Stated problem 1 -
Answer these questions from the biography of Leonard R. Olijar. Put each answer on its own line, marked the same way.
(a) In what year did Olijar become Director of the Bureau of Engraving and Printing?
(b) Which federal department includes the Bureau of Engraving and Printing?
(c) What degree did Olijar earn from the University of Colorado Denver, and in what year?
Stated problem 2 -
In one to three sentences, use the biography of Leonard R. Olijar to explain what Olijar's role as director covers.
Stated problem 3 -
Carry on the biography of Leonard R. Olijar from the end of its education section.

Extract to read -
-- begin --
Leonard R. Olijar is an American government official who has served as the Director of the Bureau of Engraving and Printing since 2015. As director, Olijar is responsible for managing the Bureau of Engraving and Printing, an agency within the United States Department of the Treasury tasked with producing Federal Reserve Notes, paper currencies, and United States Treasury securities.

Early life and education 
Born in September 1959, Olijar grew up in Lower Burrell, Pennsylvania. After graduating from Burrell High School, he earned a Bachelor of Science in Forestry from Pennsylvania State University in 1980, followed by a master's degree in accounting from the University of Colorado Denver in 1987.
-- end --
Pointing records
-- begin --
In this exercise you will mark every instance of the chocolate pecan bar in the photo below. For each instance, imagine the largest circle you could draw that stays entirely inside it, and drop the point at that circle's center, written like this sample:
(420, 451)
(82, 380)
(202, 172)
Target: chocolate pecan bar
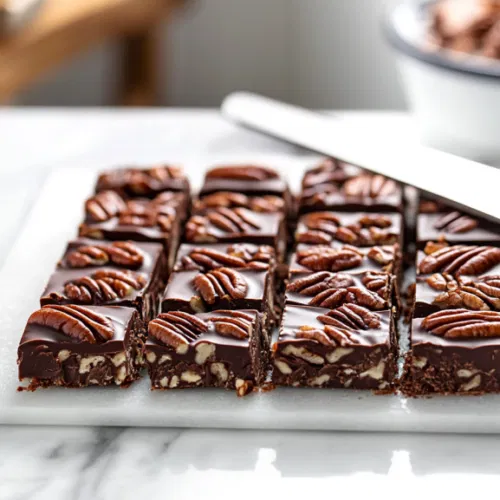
(458, 260)
(138, 182)
(443, 291)
(252, 180)
(454, 351)
(358, 229)
(111, 217)
(238, 225)
(438, 222)
(217, 349)
(235, 255)
(77, 346)
(338, 186)
(371, 289)
(221, 288)
(346, 258)
(228, 199)
(346, 347)
(120, 273)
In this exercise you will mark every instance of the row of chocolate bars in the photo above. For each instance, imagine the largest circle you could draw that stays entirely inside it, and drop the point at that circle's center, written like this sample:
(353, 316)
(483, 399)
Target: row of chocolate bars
(125, 295)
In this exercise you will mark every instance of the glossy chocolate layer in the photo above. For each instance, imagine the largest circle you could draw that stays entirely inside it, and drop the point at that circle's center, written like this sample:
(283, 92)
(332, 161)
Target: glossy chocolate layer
(47, 356)
(349, 347)
(183, 294)
(335, 185)
(459, 365)
(236, 255)
(201, 356)
(238, 226)
(133, 181)
(358, 229)
(372, 290)
(346, 259)
(455, 228)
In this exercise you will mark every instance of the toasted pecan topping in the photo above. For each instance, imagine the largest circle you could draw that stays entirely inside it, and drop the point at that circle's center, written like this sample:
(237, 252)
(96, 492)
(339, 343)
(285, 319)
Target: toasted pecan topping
(228, 199)
(77, 322)
(461, 323)
(120, 253)
(461, 260)
(220, 283)
(104, 286)
(242, 172)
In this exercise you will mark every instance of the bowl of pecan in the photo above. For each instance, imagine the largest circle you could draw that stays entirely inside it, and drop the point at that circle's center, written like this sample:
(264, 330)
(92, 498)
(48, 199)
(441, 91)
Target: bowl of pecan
(449, 59)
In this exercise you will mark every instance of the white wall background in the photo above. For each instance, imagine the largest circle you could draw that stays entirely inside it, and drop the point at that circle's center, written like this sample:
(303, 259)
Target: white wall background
(317, 53)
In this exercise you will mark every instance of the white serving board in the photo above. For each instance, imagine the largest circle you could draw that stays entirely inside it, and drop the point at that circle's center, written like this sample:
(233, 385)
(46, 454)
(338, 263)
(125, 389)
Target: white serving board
(53, 221)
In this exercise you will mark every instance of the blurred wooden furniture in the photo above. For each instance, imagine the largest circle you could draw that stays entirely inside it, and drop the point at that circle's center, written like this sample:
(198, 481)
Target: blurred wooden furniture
(65, 28)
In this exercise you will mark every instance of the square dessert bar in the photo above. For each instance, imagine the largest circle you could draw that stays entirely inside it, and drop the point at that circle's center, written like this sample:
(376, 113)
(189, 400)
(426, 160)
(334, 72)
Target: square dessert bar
(238, 225)
(370, 289)
(235, 255)
(120, 273)
(334, 185)
(137, 182)
(266, 203)
(346, 347)
(458, 260)
(252, 180)
(217, 349)
(108, 216)
(358, 229)
(443, 291)
(346, 258)
(438, 222)
(454, 351)
(221, 288)
(79, 346)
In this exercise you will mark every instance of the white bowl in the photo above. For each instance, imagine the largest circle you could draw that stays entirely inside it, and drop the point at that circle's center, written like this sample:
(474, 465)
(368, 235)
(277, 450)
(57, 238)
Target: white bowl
(455, 97)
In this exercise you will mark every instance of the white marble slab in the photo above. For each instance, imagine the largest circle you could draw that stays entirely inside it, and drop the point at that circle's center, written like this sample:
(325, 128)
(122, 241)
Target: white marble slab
(54, 220)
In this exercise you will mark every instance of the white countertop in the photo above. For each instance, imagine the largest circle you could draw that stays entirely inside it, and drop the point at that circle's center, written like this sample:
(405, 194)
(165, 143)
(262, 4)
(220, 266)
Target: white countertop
(101, 463)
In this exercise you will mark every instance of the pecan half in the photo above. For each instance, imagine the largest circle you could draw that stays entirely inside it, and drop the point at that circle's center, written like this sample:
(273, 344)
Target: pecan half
(242, 172)
(461, 323)
(236, 256)
(331, 290)
(139, 181)
(104, 205)
(177, 329)
(227, 220)
(351, 317)
(77, 322)
(461, 260)
(121, 253)
(264, 204)
(330, 259)
(455, 222)
(104, 286)
(368, 185)
(481, 294)
(219, 283)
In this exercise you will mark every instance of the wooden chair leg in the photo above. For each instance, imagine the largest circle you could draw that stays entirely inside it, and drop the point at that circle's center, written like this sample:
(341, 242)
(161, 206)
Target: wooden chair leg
(140, 72)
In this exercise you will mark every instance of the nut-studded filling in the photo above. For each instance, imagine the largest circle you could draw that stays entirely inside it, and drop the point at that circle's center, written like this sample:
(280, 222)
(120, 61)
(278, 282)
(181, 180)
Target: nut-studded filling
(120, 253)
(242, 172)
(103, 286)
(77, 322)
(241, 255)
(459, 260)
(330, 290)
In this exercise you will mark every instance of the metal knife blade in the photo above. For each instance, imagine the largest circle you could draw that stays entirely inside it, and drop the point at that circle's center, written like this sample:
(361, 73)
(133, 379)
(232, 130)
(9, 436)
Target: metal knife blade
(465, 184)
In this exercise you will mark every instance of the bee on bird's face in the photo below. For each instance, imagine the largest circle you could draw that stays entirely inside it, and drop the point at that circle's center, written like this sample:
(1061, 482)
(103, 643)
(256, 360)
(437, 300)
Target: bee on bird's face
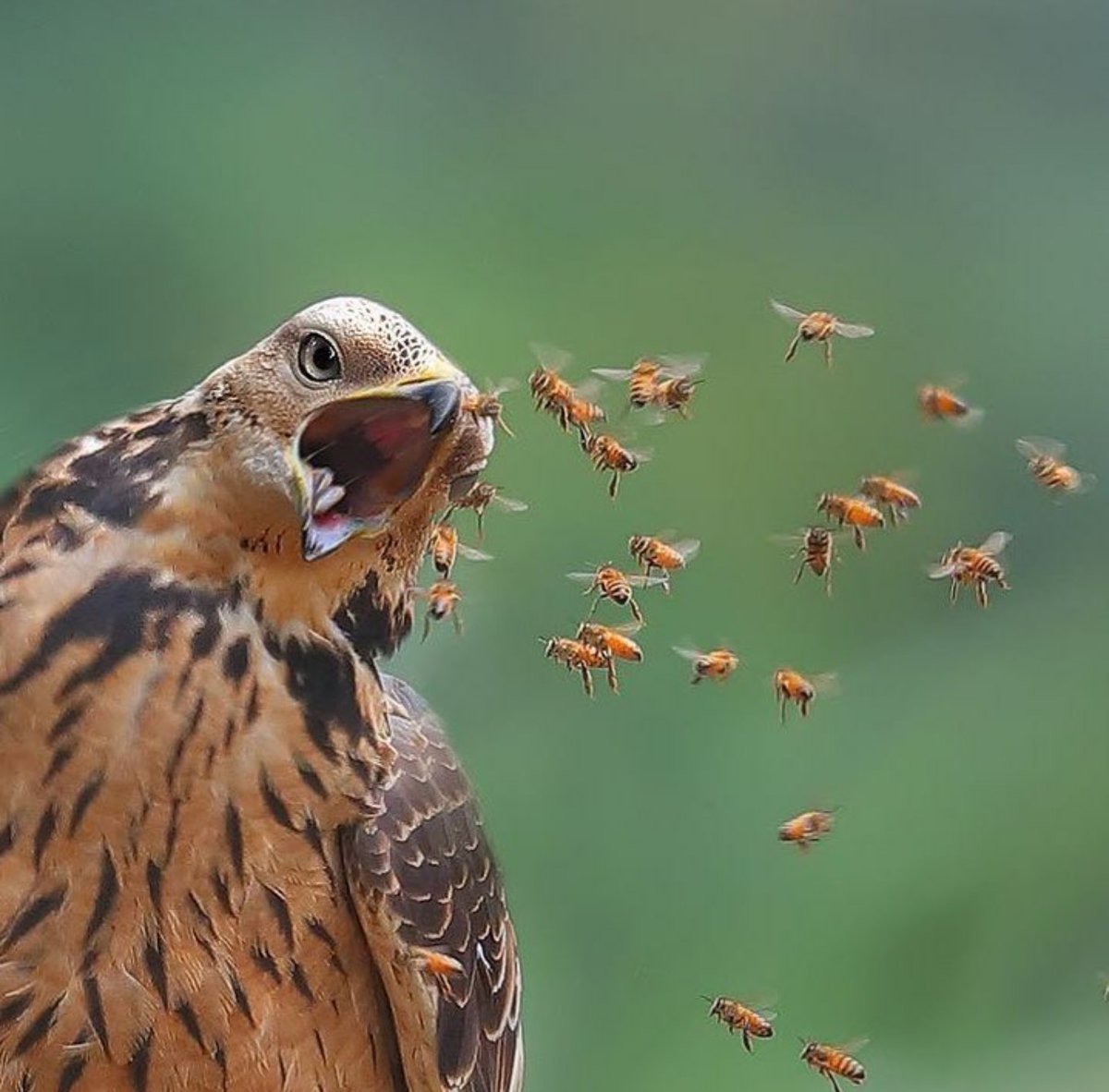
(835, 1062)
(749, 1021)
(607, 454)
(896, 498)
(854, 511)
(608, 582)
(581, 657)
(791, 686)
(718, 664)
(805, 829)
(664, 382)
(1047, 466)
(818, 326)
(975, 566)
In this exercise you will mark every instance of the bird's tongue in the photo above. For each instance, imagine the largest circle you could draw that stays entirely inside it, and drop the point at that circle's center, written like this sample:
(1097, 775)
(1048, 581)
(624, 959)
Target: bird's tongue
(364, 457)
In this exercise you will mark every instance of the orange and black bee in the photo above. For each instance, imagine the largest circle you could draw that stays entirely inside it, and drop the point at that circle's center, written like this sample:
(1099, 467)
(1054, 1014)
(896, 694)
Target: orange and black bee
(654, 553)
(664, 382)
(791, 686)
(749, 1021)
(835, 1062)
(443, 600)
(487, 404)
(942, 404)
(608, 454)
(807, 829)
(818, 326)
(718, 664)
(481, 496)
(445, 548)
(608, 582)
(974, 565)
(888, 492)
(1047, 466)
(815, 546)
(855, 511)
(578, 655)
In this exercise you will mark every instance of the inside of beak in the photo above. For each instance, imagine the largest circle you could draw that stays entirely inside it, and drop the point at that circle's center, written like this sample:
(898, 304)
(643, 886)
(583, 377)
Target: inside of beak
(363, 457)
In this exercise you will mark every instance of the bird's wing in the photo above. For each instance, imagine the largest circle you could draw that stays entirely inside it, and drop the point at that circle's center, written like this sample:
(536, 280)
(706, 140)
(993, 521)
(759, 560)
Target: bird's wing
(422, 879)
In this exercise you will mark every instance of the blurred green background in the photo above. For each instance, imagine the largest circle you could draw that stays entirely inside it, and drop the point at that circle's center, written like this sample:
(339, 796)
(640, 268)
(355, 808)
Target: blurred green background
(626, 177)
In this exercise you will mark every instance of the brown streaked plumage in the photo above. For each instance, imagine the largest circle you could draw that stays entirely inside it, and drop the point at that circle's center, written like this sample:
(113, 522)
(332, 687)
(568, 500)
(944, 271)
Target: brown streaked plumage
(220, 824)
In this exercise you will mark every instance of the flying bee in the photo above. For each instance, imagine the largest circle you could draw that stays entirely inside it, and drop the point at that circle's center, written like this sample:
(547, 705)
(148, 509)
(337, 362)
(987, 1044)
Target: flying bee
(481, 496)
(607, 454)
(835, 1062)
(855, 511)
(716, 664)
(805, 829)
(614, 641)
(974, 565)
(791, 686)
(582, 658)
(749, 1021)
(815, 546)
(443, 600)
(608, 582)
(445, 548)
(942, 404)
(890, 493)
(818, 326)
(654, 553)
(487, 404)
(664, 382)
(1046, 465)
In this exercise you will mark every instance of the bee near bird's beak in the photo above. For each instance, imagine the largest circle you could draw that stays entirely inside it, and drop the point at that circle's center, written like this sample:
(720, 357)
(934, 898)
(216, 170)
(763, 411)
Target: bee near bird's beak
(359, 458)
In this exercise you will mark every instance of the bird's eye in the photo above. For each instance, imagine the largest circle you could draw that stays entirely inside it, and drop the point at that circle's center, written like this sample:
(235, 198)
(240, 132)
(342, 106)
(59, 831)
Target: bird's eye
(319, 359)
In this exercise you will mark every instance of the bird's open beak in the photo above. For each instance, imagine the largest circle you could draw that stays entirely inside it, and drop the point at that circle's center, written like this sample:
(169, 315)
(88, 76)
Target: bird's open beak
(358, 459)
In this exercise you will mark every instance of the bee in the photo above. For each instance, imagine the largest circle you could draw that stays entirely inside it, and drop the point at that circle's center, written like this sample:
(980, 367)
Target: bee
(1045, 463)
(942, 404)
(481, 496)
(487, 404)
(718, 664)
(614, 641)
(582, 658)
(608, 582)
(815, 546)
(818, 326)
(855, 511)
(749, 1021)
(791, 686)
(607, 454)
(664, 557)
(443, 600)
(444, 548)
(805, 829)
(664, 382)
(835, 1062)
(896, 498)
(974, 565)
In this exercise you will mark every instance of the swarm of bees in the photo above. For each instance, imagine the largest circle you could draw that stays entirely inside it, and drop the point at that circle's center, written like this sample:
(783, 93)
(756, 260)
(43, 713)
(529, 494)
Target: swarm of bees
(660, 387)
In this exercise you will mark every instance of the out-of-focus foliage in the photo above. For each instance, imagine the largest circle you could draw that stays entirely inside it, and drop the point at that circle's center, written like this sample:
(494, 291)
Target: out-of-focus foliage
(627, 177)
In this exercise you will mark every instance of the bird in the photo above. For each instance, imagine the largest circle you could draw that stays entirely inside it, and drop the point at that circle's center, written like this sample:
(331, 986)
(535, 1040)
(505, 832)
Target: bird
(233, 853)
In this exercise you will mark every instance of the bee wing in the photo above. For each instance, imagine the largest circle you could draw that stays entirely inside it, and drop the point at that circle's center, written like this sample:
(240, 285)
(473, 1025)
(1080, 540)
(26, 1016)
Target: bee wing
(996, 543)
(786, 311)
(690, 654)
(552, 358)
(853, 330)
(470, 554)
(686, 366)
(1030, 447)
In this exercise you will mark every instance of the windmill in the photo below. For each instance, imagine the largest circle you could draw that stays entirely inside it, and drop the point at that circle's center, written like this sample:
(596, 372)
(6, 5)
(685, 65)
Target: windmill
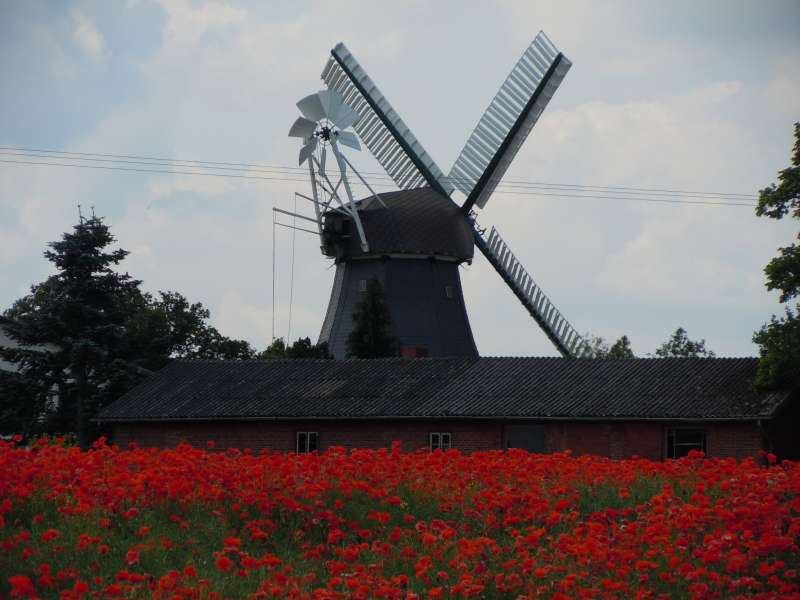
(414, 239)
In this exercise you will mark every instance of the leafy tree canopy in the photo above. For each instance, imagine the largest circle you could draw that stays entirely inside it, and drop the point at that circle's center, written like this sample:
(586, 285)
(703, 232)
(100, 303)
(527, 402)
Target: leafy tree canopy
(779, 340)
(302, 348)
(680, 346)
(87, 334)
(371, 337)
(621, 348)
(599, 348)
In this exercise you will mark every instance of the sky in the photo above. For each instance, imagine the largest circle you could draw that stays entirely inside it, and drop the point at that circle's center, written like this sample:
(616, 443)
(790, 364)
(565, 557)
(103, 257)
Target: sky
(695, 96)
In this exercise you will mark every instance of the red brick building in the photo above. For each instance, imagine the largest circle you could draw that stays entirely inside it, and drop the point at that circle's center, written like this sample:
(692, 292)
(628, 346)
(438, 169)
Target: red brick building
(653, 408)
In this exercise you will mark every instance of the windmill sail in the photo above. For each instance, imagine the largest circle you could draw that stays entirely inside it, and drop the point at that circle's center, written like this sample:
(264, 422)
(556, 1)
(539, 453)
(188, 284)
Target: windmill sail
(380, 128)
(563, 335)
(509, 119)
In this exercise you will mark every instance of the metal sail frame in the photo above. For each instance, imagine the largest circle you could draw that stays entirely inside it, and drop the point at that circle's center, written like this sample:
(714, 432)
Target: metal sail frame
(483, 161)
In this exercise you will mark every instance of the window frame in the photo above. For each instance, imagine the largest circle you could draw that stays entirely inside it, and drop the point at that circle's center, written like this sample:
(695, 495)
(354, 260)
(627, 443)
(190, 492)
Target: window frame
(672, 445)
(440, 437)
(307, 437)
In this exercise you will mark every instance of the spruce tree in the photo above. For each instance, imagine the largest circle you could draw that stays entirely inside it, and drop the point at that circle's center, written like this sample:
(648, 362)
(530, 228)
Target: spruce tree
(371, 337)
(72, 330)
(88, 334)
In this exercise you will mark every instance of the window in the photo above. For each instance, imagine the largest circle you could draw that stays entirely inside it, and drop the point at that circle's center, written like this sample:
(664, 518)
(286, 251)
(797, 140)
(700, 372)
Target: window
-- end --
Output 1 -
(a) 2015
(b) The United States Department of the Treasury
(c) A master's degree in accounting, in 1987

Output 2 -
As director, Olijar manages the Bureau of Engraving and Printing. This agency within the United States Department of the Treasury produces Federal Reserve Notes, paper currencies, and United States Treasury securities.

Output 3 -
Career 
Olijar began his career at the Bureau of Engraving and Printing in 1989 as a systems accountant. In 2006, he became chief financial officer of the Bureau of Engraving and Printing. In January 2013, Olijar became the Deputy Director of the Bureau of Engraving and Printing. Olijar was nominated to serve as Director by Barack Obama in 2015. As Director of the Bureau of Engraving and Printing, Olijar is responsible for the redesign of the $10, $20 and $50 bills, a process former U.S. Treasury Secretary Jack Lew described as "painfully slow", particularly as it relates to the replacement of Andrew Jackson by Harriet Tubman on the $20 bill, announced by Lew in 2016.

Personal life 
Olijar resides in Centreville, Virginia, with his wife, Suzanne. They have two daughters.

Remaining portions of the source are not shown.